**Task to complete:** Return exactly the lines that run from the one containing "trace target=birch tree" to the end of the entries, with both ends included.

--- start of Data entries ---

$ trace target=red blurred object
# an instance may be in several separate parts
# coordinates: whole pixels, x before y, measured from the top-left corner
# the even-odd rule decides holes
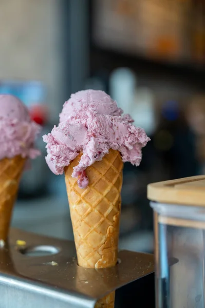
[[[40,125],[45,124],[48,118],[48,110],[45,106],[35,105],[30,109],[31,120]]]

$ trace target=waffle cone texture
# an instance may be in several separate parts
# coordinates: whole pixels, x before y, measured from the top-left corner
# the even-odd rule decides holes
[[[6,241],[26,159],[21,156],[0,161],[0,240]]]
[[[71,176],[81,156],[64,169],[78,264],[110,267],[117,262],[123,163],[119,151],[110,149],[102,160],[87,168],[89,184],[82,189]],[[112,308],[114,301],[113,292],[96,307]]]

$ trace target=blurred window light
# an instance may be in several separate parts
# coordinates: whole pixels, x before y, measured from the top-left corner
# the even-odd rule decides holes
[[[137,79],[129,68],[120,67],[114,70],[109,80],[110,96],[125,113],[131,113],[135,100]]]
[[[176,101],[167,101],[162,105],[162,117],[169,121],[174,121],[179,116],[178,103]]]

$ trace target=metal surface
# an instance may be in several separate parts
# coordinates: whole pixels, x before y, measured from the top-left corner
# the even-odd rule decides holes
[[[31,256],[42,251],[53,254]],[[123,251],[119,258],[114,267],[84,268],[73,242],[13,229],[0,249],[0,307],[93,307],[97,299],[154,272],[152,255]]]

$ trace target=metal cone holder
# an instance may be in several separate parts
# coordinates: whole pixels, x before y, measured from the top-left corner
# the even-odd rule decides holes
[[[92,308],[154,272],[148,254],[122,251],[116,266],[96,270],[79,266],[76,256],[73,242],[11,229],[0,248],[0,307]]]

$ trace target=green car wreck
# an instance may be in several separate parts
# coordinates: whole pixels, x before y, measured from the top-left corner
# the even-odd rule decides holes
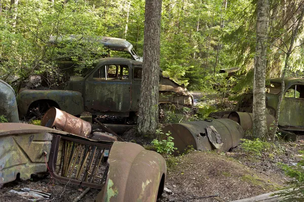
[[[100,59],[85,76],[71,77],[63,90],[19,91],[19,115],[28,115],[33,108],[45,111],[54,106],[73,115],[85,111],[93,115],[134,116],[138,111],[142,68],[142,63],[134,60]],[[184,87],[163,76],[160,76],[159,94],[160,103],[193,104],[193,97]]]
[[[266,86],[266,107],[269,115],[275,116],[281,92],[281,78],[270,79]],[[286,77],[285,88],[281,105],[279,126],[285,131],[304,131],[304,79]],[[253,95],[242,96],[238,111],[252,113]]]
[[[48,171],[56,180],[100,189],[97,202],[156,201],[164,190],[165,159],[137,144],[2,123],[0,147],[0,184]]]

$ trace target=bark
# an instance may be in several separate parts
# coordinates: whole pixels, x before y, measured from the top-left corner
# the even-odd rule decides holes
[[[223,0],[223,7],[225,10],[227,9],[227,0]],[[222,19],[222,9],[221,9],[220,11],[220,25],[219,26],[219,30],[221,30],[225,27],[225,20]],[[215,64],[214,65],[214,69],[213,70],[213,75],[215,75],[215,70],[216,66],[217,66],[217,63],[218,62],[218,56],[219,55],[219,51],[221,49],[221,44],[220,43],[220,36],[218,36],[218,41],[217,42],[217,52],[216,53],[216,59],[215,59]]]
[[[279,118],[280,118],[280,111],[281,107],[281,104],[282,103],[282,101],[283,100],[283,96],[284,96],[284,92],[285,91],[285,76],[286,73],[286,70],[288,67],[288,63],[289,62],[289,58],[290,57],[290,55],[292,53],[293,50],[293,44],[294,44],[294,41],[295,41],[295,38],[297,35],[298,31],[301,23],[302,23],[302,21],[303,20],[303,16],[304,15],[304,6],[302,6],[301,7],[301,13],[300,14],[300,17],[299,17],[297,24],[296,26],[294,28],[294,30],[292,30],[292,36],[291,36],[291,39],[290,41],[290,45],[289,46],[289,48],[288,48],[288,50],[286,53],[286,57],[285,57],[285,64],[283,69],[283,71],[282,73],[282,77],[281,79],[281,82],[282,83],[282,86],[281,87],[281,92],[279,95],[279,100],[278,102],[278,106],[277,106],[277,111],[276,113],[276,118],[275,119],[275,123],[274,126],[274,129],[272,130],[272,140],[273,141],[275,141],[276,139],[276,134],[277,134],[277,129],[278,128],[278,125],[279,123]]]
[[[128,3],[127,6],[127,19],[126,20],[126,27],[125,28],[125,31],[124,32],[124,37],[125,39],[127,38],[127,33],[128,32],[128,24],[129,23],[129,15],[130,13],[130,8],[131,7],[131,1]]]
[[[138,132],[155,134],[158,121],[162,0],[146,0]]]
[[[208,44],[208,49],[207,50],[207,56],[206,57],[206,63],[205,63],[205,72],[204,73],[204,77],[206,75],[206,72],[207,71],[207,66],[208,65],[208,59],[209,59],[209,53],[210,49],[210,44],[211,42],[211,35],[212,34],[213,27],[213,20],[214,19],[214,12],[215,11],[215,4],[214,4],[214,7],[213,7],[213,12],[212,13],[212,19],[211,20],[211,26],[210,26],[210,32],[209,35],[209,42]]]
[[[2,1],[0,0],[0,15],[2,14]]]
[[[11,12],[12,15],[11,18],[13,19],[12,22],[12,26],[13,27],[16,27],[16,23],[17,21],[17,6],[18,6],[18,0],[11,0]]]
[[[265,93],[265,69],[267,56],[267,37],[269,15],[269,1],[258,0],[257,5],[256,56],[254,58],[253,80],[254,136],[264,138],[267,132]]]

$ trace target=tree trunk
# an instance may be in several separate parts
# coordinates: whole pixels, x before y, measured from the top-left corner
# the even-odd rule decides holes
[[[283,100],[284,92],[285,91],[285,76],[286,73],[287,67],[288,67],[289,57],[290,57],[290,55],[292,53],[293,49],[293,44],[294,44],[294,41],[295,40],[295,38],[296,37],[299,28],[300,27],[301,23],[302,23],[302,20],[303,19],[303,16],[304,15],[304,6],[302,6],[301,9],[302,9],[301,11],[301,14],[300,14],[300,17],[298,18],[297,24],[296,27],[294,28],[294,29],[292,30],[292,36],[291,37],[289,48],[288,49],[287,52],[286,53],[286,56],[285,58],[285,64],[283,69],[282,77],[281,78],[281,82],[282,84],[282,86],[281,87],[281,92],[280,93],[280,95],[279,95],[279,100],[278,102],[278,106],[277,106],[277,111],[276,113],[276,118],[275,119],[274,129],[272,130],[272,140],[273,141],[274,141],[276,139],[277,129],[278,128],[278,125],[279,123],[279,118],[280,117],[280,108],[281,107],[281,104],[282,103],[282,101]]]
[[[158,122],[162,0],[146,0],[138,132],[154,134]]]
[[[210,49],[210,44],[211,42],[211,35],[212,34],[212,28],[213,27],[213,20],[214,19],[214,12],[215,11],[215,4],[213,7],[213,12],[212,13],[212,19],[211,20],[211,26],[210,26],[210,32],[209,35],[209,43],[208,44],[208,49],[207,50],[207,56],[206,57],[206,63],[205,63],[205,72],[204,73],[204,77],[206,75],[207,71],[207,66],[208,65],[208,59],[209,58],[209,50]]]
[[[225,11],[226,10],[226,9],[227,9],[227,0],[223,0],[223,1],[222,6],[223,7]],[[225,27],[225,20],[222,19],[222,14],[223,9],[222,8],[220,11],[220,22],[219,25],[220,31],[223,29]],[[215,75],[215,70],[216,69],[216,66],[217,66],[217,63],[218,62],[218,56],[219,55],[219,51],[221,49],[221,44],[220,43],[220,36],[218,36],[218,41],[217,42],[217,52],[216,53],[216,59],[215,59],[215,64],[214,65],[214,69],[213,70],[213,75]]]
[[[16,23],[17,21],[18,1],[18,0],[11,0],[10,10],[12,13],[11,18],[13,19],[13,22],[12,22],[12,26],[14,28],[16,27]]]
[[[128,32],[128,24],[129,23],[129,14],[130,13],[130,8],[131,7],[131,1],[129,1],[127,6],[127,19],[126,19],[126,27],[125,27],[125,31],[124,32],[124,38],[127,38],[127,33]]]
[[[264,138],[267,132],[265,94],[265,69],[267,56],[267,37],[269,1],[258,0],[257,5],[256,47],[254,58],[253,80],[254,136]]]

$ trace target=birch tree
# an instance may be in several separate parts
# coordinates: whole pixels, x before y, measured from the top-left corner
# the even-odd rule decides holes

--- end of Data entries ---

**Result:**
$ trace target=birch tree
# an instance may be in several separate parts
# coordinates: whole pixels, x before y, measured from the top-left corner
# the even-odd rule decides holes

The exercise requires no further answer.